◆ **TASK DESCRIPTION**: Without adding anything, give again the lines from the one holding "Wildlife-survey tagging: tag each instance of the boxcar" through the final line of the records, exactly, with both ends included and pictures dropped.

=-=-=-=-=

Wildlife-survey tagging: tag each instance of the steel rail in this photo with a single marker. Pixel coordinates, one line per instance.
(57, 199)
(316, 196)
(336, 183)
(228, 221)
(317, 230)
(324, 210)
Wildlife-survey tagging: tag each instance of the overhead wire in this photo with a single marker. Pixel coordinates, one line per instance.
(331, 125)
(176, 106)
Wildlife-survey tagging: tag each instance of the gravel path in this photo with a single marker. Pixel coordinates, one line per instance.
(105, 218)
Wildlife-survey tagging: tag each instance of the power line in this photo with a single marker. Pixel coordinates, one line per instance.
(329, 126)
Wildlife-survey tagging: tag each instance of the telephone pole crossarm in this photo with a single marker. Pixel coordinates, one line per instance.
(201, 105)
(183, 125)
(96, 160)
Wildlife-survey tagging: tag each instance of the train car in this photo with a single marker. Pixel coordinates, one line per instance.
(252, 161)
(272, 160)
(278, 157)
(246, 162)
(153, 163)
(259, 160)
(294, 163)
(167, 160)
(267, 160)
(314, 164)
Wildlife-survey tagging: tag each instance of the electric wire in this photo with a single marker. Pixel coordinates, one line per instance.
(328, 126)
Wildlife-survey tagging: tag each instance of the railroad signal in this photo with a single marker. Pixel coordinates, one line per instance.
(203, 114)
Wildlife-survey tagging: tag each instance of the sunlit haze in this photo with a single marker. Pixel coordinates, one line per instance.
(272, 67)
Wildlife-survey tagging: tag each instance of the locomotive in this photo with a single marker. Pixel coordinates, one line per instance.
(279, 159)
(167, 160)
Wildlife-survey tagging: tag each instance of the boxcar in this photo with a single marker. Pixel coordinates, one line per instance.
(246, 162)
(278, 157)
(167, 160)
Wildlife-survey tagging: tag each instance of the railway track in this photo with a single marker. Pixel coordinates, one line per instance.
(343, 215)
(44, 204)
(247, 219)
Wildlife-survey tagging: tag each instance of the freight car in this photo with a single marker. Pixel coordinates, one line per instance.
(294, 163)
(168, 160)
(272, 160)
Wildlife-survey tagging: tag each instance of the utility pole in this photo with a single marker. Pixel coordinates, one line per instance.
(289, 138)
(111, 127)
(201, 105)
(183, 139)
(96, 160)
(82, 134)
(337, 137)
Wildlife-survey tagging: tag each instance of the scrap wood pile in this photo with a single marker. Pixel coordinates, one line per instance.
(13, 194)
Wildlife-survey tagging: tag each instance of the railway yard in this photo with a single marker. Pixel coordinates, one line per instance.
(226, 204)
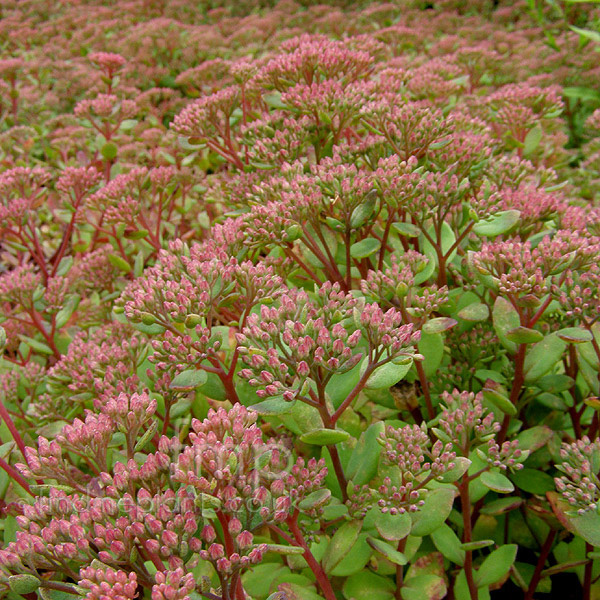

=-=-=-=-=

◆ **RESULT OF THE TASK**:
Wildlife-survey tagging: tag each instance of the boxcar in this photo with a single marker. Pixel coordinates, one line per instance.
(246, 162)
(278, 157)
(167, 160)
Wildlife-survey tagging: tag each instance of the railway track in this photo with a single marker. Pixel coordinates, one line per instance.
(343, 215)
(44, 204)
(247, 219)
Wildlife-survey tagging: tag each instance of the freight car in this photo with a single marker. Pixel coordinates, one line per instance.
(294, 163)
(168, 160)
(272, 160)
Wildlife-survey tagging: tag each instance of the utility pole in this photo with a single marker. Pixel coordinates, one line per instance.
(289, 138)
(111, 127)
(201, 105)
(183, 139)
(96, 160)
(82, 134)
(337, 137)
Wildlife-survey tagging: tag each instance of the scrap wood pile in this photo with a single marker. Pixel coordinates, one line per instance.
(13, 194)
Wildlife-survey tagging: tag each instance of the railway yard in this photo with a single marker. Pixel coordinates, one line per instance.
(226, 204)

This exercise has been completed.